**Entries supplied**
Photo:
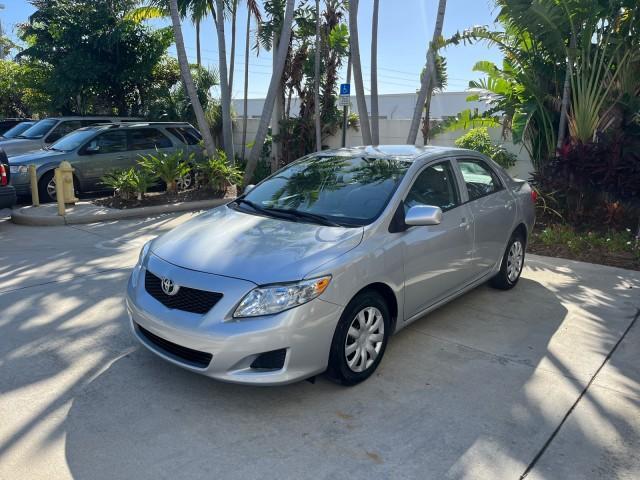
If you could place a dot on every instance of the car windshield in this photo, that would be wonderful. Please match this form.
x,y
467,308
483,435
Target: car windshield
x,y
348,191
73,140
40,129
17,130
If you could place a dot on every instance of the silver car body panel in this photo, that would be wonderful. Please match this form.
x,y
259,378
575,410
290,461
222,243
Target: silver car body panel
x,y
419,268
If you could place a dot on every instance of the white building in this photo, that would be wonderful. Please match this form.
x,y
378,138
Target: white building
x,y
395,106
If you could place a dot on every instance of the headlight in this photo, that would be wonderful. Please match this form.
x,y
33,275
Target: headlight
x,y
18,169
277,298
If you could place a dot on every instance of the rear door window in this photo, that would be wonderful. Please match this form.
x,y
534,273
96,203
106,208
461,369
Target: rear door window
x,y
479,178
187,135
148,139
62,129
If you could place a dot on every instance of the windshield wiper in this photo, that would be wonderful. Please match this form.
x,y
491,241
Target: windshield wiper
x,y
309,216
265,211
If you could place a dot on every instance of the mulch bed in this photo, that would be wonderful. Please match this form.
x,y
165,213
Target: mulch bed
x,y
595,255
163,198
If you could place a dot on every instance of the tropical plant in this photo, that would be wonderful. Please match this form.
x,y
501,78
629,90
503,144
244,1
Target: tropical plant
x,y
253,10
187,78
168,167
280,58
219,173
478,139
121,182
357,72
429,79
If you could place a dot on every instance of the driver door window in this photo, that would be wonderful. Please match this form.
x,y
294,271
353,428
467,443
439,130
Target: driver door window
x,y
62,129
435,186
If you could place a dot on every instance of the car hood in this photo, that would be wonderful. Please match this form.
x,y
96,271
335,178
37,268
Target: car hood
x,y
16,146
37,156
262,250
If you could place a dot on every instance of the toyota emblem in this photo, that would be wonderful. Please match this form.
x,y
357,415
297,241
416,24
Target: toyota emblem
x,y
169,287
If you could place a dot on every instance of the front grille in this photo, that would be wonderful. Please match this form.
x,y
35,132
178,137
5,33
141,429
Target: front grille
x,y
187,299
195,358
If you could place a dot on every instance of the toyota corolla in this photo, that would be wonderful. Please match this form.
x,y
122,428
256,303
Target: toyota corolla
x,y
313,269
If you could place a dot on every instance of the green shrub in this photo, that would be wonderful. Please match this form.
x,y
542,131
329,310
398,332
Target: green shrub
x,y
219,173
121,181
126,183
168,167
478,139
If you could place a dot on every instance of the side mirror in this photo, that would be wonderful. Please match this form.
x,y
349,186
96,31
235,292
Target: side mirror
x,y
421,215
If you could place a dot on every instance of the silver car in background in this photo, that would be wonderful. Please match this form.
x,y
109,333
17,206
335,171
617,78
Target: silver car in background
x,y
96,150
315,267
49,130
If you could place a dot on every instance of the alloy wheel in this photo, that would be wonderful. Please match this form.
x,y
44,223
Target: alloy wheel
x,y
515,260
364,339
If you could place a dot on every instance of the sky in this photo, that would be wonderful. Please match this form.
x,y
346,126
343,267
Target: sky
x,y
404,29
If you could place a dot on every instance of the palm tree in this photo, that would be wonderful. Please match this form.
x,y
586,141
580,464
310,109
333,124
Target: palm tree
x,y
232,54
188,79
276,78
375,124
357,72
429,78
225,94
252,10
316,86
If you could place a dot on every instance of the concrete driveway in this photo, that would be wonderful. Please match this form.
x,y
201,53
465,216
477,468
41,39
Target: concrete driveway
x,y
543,379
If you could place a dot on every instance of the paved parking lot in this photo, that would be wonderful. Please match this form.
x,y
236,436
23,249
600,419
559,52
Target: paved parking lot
x,y
542,379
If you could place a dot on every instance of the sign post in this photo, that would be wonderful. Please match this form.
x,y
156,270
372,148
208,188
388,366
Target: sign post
x,y
345,100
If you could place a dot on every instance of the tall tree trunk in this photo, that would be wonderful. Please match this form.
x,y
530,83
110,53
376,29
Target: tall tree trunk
x,y
276,144
316,86
566,93
198,56
357,73
246,84
428,80
276,81
426,125
375,124
232,60
227,132
187,79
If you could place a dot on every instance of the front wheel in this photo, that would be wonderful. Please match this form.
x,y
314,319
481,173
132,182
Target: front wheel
x,y
360,339
512,264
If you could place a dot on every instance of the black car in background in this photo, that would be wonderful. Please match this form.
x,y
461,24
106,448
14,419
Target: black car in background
x,y
7,123
7,192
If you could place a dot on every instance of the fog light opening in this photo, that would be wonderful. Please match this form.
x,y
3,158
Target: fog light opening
x,y
273,360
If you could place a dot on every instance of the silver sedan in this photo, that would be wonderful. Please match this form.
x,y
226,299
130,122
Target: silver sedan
x,y
313,269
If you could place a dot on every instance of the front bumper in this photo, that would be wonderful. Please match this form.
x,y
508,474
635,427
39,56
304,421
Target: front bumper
x,y
305,332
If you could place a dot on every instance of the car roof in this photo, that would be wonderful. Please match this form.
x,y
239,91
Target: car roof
x,y
404,152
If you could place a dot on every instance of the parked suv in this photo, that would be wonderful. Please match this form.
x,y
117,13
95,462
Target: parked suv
x,y
49,130
7,123
7,192
93,151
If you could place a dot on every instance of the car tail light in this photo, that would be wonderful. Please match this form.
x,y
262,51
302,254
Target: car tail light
x,y
534,196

**Problem description**
Give back the material above exactly as it appears, minus any picture.

**Written response**
Photo:
If you could place a dot on every instance of the car windshield in this photo, that would be wonderful. Please match this form.
x,y
467,308
483,435
Target: car windshield
x,y
348,191
73,140
40,129
17,130
If you could place a dot on every instance of the silver car body panel in this photo, that would be wonderful. Please match this form.
x,y
259,378
575,410
290,461
222,243
Target: silver car body panel
x,y
419,268
If you could place a dot on every instance of the white building in this photo, that would be wonderful. Please match this form.
x,y
378,138
Target: white building
x,y
395,106
If you could place a dot on every instance of the headlight in this photo, that would be wonderful. Please match this form.
x,y
33,275
Target: headlight
x,y
18,169
277,298
If you could place a dot on every instance of the rear door window in this photo, that would be wonderful. Please match this form.
x,y
534,273
96,203
106,208
461,369
Target: rear door window
x,y
479,178
187,135
148,139
62,129
If you could place a dot on every instance of the windshield wiper in this photo, that would be wonderful. Please match this form.
x,y
491,241
Target: windshield wiper
x,y
309,216
265,211
If you could place a dot on every instance of the mulch bed in this photo, that would be wonderful. Please match this form.
x,y
165,213
Target: mulch bed
x,y
595,255
163,198
If you could place a dot on every instance of the tropical plant in this photo, that would be wonderful. Please match this form.
x,y
501,78
629,90
503,144
244,1
Target: tropical plant
x,y
253,10
187,78
168,167
280,58
219,173
478,139
121,182
357,72
429,79
If you could place a dot on every instance of the driver door window in this photo, that would be wonderful. Please match this form.
x,y
294,271
353,428
467,443
439,130
Target: driver door window
x,y
62,129
435,186
If you could place a dot on every instance of the car hood in this photo, that would be wonderful. Please match this form.
x,y
96,271
335,178
37,268
Target: car hood
x,y
16,146
37,156
262,250
If you could place a dot on every instance of the toyota emblem in this photo, that would be wonderful. Please match this form.
x,y
357,415
297,241
416,24
Target: toyota emblem
x,y
169,287
If you could place a dot on every instance of the front grille in this photo, that would be wonderful. Please match this form.
x,y
35,132
178,137
5,33
141,429
Target: front grille
x,y
187,299
195,358
If you could place a dot on every instance of the toyota corolla in this photo, that would be wonderful. Please match this form.
x,y
122,428
256,303
Target: toyota corolla
x,y
313,269
If you could place a dot on every instance of the green shrub in this photo, that would be wonderful. Please match this form.
x,y
542,131
329,310
398,332
Target: green shrub
x,y
219,173
121,181
126,183
168,167
478,139
If you could place a dot on every instance of the side mirror in this photo, that would be wonderful. Please match this form.
x,y
349,186
96,31
235,292
Target: side mirror
x,y
421,215
If you could place a dot on every instance of the silver car in background in this photo, that would be wonderful. Please match this form.
x,y
109,333
17,206
335,171
617,78
Target: silver car in background
x,y
96,150
315,267
49,130
If you could place a dot on every instance of the alloy wheel in this photo, that would be wonderful. Please match this form.
x,y
44,223
Target: alloy wheel
x,y
515,260
364,339
If you could place a dot on every instance of the sky in this photo, that would be wonderful. Please match this form.
x,y
346,126
343,267
Target: sky
x,y
404,29
If you could place a dot on every instance of the palm tree in this photo, that would be wonderful. Please match this form.
x,y
586,141
580,464
310,109
333,124
Target: palm tree
x,y
232,54
188,79
276,78
375,124
357,72
429,78
225,94
252,10
316,86
If you could place a dot on every instance of the concrete driveway in this photo, that would be wonderful. Please match this form.
x,y
201,53
465,216
477,468
41,39
Target: concrete driveway
x,y
543,379
If you could place a dot on every instance of the paved parking lot in this photo, that would be wonderful. Please match this form.
x,y
236,436
23,249
600,419
559,52
Target: paved parking lot
x,y
542,379
If you could place a dot on every instance of the sign post in this photo, that would be wonderful. Please match this form.
x,y
156,270
372,148
208,188
388,366
Target: sign post
x,y
345,100
If you could place a dot on every instance of the tall tree trunk in this photo, that would be wonderful. Please match this form.
x,y
530,83
110,53
376,29
Target: tall tree trunk
x,y
276,144
316,86
566,93
198,56
357,73
246,84
428,80
276,81
426,125
375,124
232,60
227,132
187,79
If you could place a dot on every instance of the front wheel in this photo, that would be wonderful. Please match this form.
x,y
314,319
481,173
132,182
Target: front wheel
x,y
360,339
512,264
If you could place a dot on every instance of the black car in background in this photo, that would be wonderful. Please match this form.
x,y
461,24
106,448
14,419
Target: black car in background
x,y
7,123
7,192
If you could place a dot on every instance of the fog light opening in this photo, that would be wonderful. Please match this form.
x,y
3,158
Target: fog light opening
x,y
273,360
If you could place a dot on every instance of the silver sedan in this photo, that would be wonderful. Please match this form.
x,y
226,299
130,122
Target: silver sedan
x,y
313,269
If you could place a dot on every instance of the front bumper in this photo, that would be wonderful. Please match this form.
x,y
508,474
635,427
39,56
304,421
Target: front bumper
x,y
305,332
If you could place a dot on every instance of the car roof in this photo, that would be wonderful. Please match this form.
x,y
239,91
Target: car roof
x,y
404,152
If you could place a dot on every instance of the parked suv in this photo, that would be wonderful. Please match this form.
x,y
117,13
95,462
Target: parked suv
x,y
49,130
7,123
7,192
93,151
If you could place a dot on every instance of the car tail light in this photo, that would be wonderful. Please match this form.
x,y
262,51
302,254
Target: car tail light
x,y
534,196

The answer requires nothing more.